▸ EXTRAIT:

167 pages qui témoignent des conditions de vie des hommes et des femmes qui travaillent pour la tuerie de masse, que sont les abattoirs. Pour ce reportage, le journaliste a choisi de se faire embaucher comme intérimaire au sein d’un gros abattoir breton qui opère chaque année à « la mise à mort de deux millions d’animaux ».
Ici tout est fait pour déshumaniser. Le travail est à la chaîne et à ce propos, l’auteur rappelle que Henry Ford dans ses mémoires a raconté qu’il s’était inspiré des abattoirs de Chicago de la fin du XIXème siècle, pour appliquer leur mode d’organisation de la production à l’industrie automobile. A la tuerie, le rythme imposé est l’abattage d’une vache par minute. Pas le temps de vérifier si l’animal a été « étourdi » avant d’être retourné puis saigné. Les hommes qui opèrent là, pris par la cadence, n’ont pas le temps de penser à la souffrance de l’animal. Celle-ci est cachée au fond des têtes et derrière les murs, nouvellement construits en ce début de chaîne depuis que l’association L214 s’est invitée dans les abattoirs.

▸ DONNÉES FOURNIES:
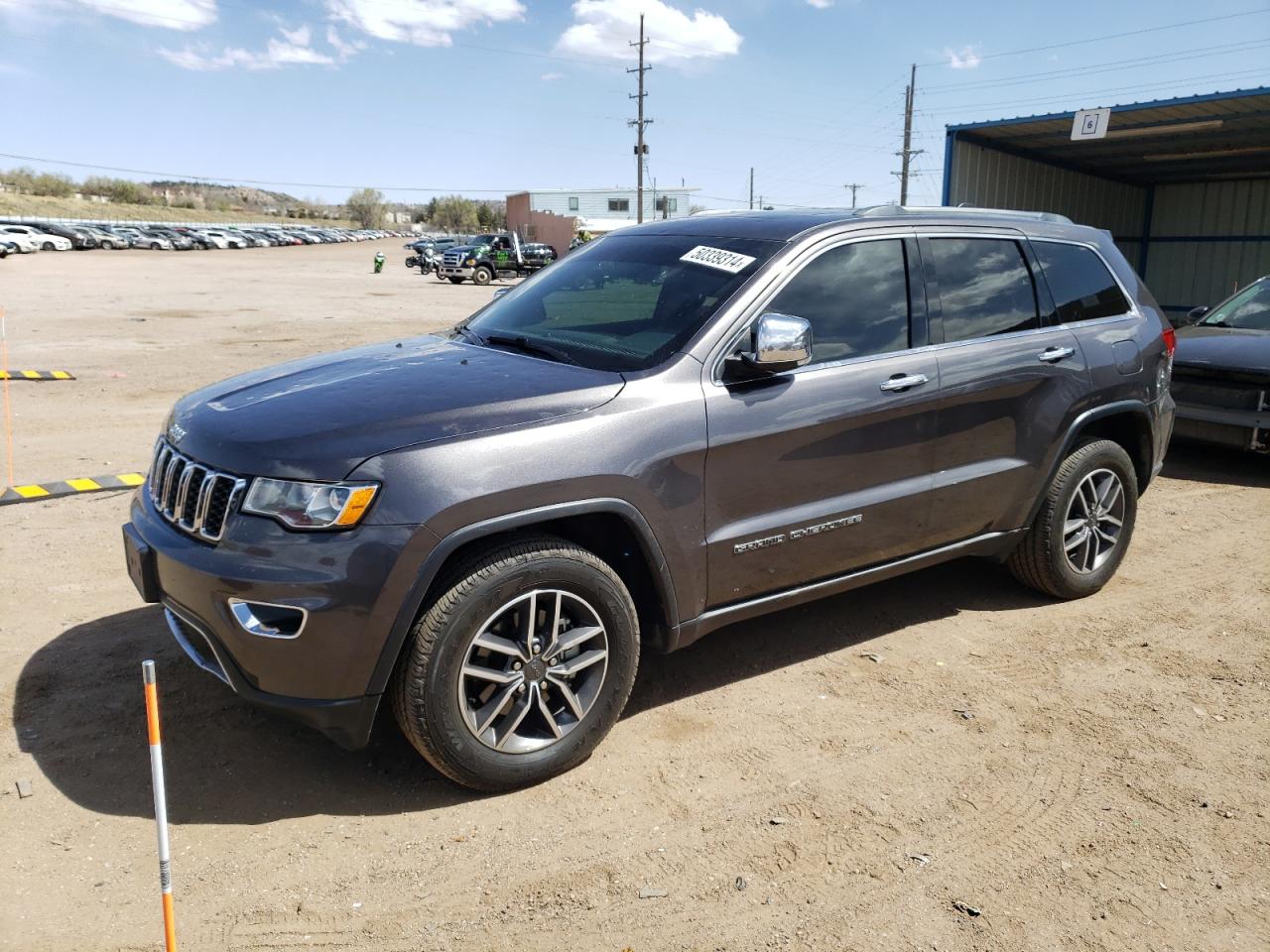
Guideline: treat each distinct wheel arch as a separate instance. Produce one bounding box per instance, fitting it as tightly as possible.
[367,498,680,694]
[1025,400,1153,526]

▸ CONSIGNE A:
D'après l'extrait sur les abattoirs, répondez brièvement :
(i) Combien d'animaux l'abattoir breton met-il à mort chaque année ?
(ii) De quels abattoirs Henry Ford dit-il s'être inspiré ?
(iii) Quel rythme d'abattage est imposé à la tuerie ?
▸ CONSIGNE B: Rédigez la suite de l'extrait sur les abattoirs en partant de sa dernière phrase.

▸ RÉPONSE A:
(i) Deux millions d'animaux.
(ii) Des abattoirs de Chicago de la fin du XIXe siècle.
(iii) Une vache par minute.

▸ RÉPONSE B:
Il nous met face à notre assiette, à notre steak, nous forçant à assumer le fait d’avoir industrialisé et délégué la tuerie à quelques uns »
Geoffrey le Guilcher est embauché au dégraissage. En théorie, 55 vaches à l’heure dont il faut retirer le gras à l’aide d’un gros couteau, mais la direction en demande 63 en moyenne; plus d’une vache par minute. Les gestes sont répétitifs, durs, comme sur toute la chaîne et les hommes et les femmes exposés à des troubles musculo-squelettiques ayant de graves conséquences sur leur santé, mais qui ne pèsent pas lourd face à l’argent en jeu. Au grand dam des médecins généralistes, le médecin du travail de l’abattoir ne veut pas reconnaître les maladies professionnelles. Tout au long de la lecture cela donne des titres de chapitre reprenant des citations d’ouvriers de l’usine comme « Je ne peux pas être assis, ni debout… Je suis baisé », ou « Si tu te drogues pas, tu tiens pas » ou encore « Les abattoirs créent des handicapés ».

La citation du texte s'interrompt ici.